» TEXT EXCERPT:
┄┄┄┄┄┄

I think I actually like creating drama for myself. Geez, what is wrong with me?
posted by phat tony 8:17 PM
Happy Birthday, Tal!!!
posted by phat tony 4:03 PM
I just picked up my diploma!
It's in Latin!
great.
posted by phat tony 4:55 PM
okay!
I passed all my classes.
graduating tomorrow and the day after.
perfect.
posted by phat tony 5:23 PM
HAPPY BIRTHDAY, MANDISA!!!
posted by phat tony 2:23 AM
I'm done.
What I've been bitching about for the past three years has finally come to an end.
Barring any disaster (i.e. failing more than one final), I'll be graduating from Columbia Law next Thursday.
it's about time.
posted by phat tony 3:10 PM
HAPPY BIRTHDAY, ERICA!!!
posted by phat tony 12:11 AM
HAPPY BIRTHDAY SAM!!!!
posted by phat tony 12:42 AM
"I lost my virginity for a pair of limited edition dunks. I'm serious."
- recent quote from my newest favorite dancer...
posted by phat tony 2:20 AM
Do you have any of those friends with whom you feel like you have a long-term, committed relationship? You know, there's this inherant co-dependence, there's always the obligatory call to check in, and there's always the necessary alone time that happens, even when in crowds of people...
No?
Well, enter Alison.
This girl... she's crazy, but you can't help but love her. It's not like we're dating at all (well, there was that ONE time... haha), and it's not like these childhood friends that have grown into each other during their crucial developmental stages. We're a bunch of years apart, and it's sort of ridiculous and borderline silly that we got so attached. I think it maybe has to do with what we needed (okay, I should say that I probably shouldn't continue using the word "we"... I can't be 100% sure she agrees with everything I'm saying... I'm sure she'll read it one day... in that case, Hi Ali.)... I think I wanted someone that might make Columbia feel more like home. I think I also needed to be a fan of someone. I also think, deep down, I wanted someone to take my time and feel like they needed me as much as I needed them. Maybe I wanted the relationship without the RELATIONSHIP, and I absolutely think that's what we have... an excuse to be ridiculously co-dependent without nailing each other down to anything.

┄┄┄┄┄┄

» OBJECTIVE 1: Count the lines of the records that contain the word "wooden". Give only the number.

» GIVEN DATA:
┄┄┄┄┄┄

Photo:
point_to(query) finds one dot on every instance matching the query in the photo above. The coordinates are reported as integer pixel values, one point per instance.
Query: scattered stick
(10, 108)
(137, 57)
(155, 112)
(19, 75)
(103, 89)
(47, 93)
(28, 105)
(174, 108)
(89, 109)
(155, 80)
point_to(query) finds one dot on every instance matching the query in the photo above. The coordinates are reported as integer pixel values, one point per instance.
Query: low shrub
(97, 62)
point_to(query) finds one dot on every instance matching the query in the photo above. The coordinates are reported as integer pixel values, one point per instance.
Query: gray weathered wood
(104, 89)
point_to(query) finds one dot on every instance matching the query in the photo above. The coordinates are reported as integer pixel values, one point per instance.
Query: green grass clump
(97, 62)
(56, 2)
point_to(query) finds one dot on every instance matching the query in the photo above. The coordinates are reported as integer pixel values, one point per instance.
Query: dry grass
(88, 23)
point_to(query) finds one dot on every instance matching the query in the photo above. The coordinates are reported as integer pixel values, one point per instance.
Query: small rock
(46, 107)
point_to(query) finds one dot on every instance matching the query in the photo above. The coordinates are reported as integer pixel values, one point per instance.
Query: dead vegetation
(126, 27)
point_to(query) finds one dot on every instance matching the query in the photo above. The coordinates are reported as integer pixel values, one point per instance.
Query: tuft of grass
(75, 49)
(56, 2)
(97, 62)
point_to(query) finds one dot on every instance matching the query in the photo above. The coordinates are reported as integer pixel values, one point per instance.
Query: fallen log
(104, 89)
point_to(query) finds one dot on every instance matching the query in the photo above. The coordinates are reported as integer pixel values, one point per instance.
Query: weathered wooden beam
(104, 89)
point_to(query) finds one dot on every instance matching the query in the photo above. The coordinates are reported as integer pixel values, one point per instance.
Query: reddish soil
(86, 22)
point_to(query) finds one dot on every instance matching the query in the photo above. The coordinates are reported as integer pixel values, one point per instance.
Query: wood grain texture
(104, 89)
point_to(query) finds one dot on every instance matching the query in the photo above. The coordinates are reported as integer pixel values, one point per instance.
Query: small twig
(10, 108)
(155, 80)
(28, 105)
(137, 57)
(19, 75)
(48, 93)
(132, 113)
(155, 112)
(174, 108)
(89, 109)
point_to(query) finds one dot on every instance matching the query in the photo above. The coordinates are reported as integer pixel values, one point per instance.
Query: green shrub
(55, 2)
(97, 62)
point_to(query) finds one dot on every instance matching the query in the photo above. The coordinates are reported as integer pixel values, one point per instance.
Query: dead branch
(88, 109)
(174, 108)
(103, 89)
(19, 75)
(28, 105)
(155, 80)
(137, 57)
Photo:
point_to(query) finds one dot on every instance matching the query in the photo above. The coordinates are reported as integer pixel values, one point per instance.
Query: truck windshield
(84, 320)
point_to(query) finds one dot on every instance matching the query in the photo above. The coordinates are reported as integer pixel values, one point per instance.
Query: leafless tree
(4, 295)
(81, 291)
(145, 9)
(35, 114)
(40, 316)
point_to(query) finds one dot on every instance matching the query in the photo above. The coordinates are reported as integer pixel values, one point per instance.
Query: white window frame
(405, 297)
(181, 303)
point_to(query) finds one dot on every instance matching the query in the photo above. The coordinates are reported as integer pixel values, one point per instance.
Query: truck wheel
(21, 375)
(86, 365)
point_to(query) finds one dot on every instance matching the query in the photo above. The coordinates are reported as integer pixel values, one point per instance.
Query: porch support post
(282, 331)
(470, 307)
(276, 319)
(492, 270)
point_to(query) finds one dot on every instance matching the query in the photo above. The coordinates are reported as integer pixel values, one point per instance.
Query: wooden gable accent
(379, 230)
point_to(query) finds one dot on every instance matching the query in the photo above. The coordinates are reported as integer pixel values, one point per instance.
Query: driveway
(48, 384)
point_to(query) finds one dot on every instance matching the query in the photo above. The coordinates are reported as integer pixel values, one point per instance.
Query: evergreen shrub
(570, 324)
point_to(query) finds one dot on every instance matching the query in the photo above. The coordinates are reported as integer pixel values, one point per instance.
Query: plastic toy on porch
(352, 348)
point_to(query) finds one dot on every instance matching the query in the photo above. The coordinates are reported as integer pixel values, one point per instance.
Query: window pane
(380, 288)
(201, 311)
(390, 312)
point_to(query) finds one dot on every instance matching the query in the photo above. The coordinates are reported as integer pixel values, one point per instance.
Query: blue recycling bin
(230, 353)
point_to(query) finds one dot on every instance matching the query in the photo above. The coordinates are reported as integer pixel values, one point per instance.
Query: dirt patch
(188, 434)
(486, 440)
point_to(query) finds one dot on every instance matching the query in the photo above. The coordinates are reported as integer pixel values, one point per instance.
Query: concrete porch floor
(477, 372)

┄┄┄┄┄┄

» OBJECTIVE 2:
Answer these questions using the blog posts above.
(a) From which school does the writer expect to graduate next Thursday?
(b) In what language is the diploma the writer picked up?
(c) Which friend is introduced with the words "Well, enter"?

» COMPLETE ANSWER 1: 2

» COMPLETE ANSWER 2:
(a) Columbia Law
(b) Latin
(c) Alison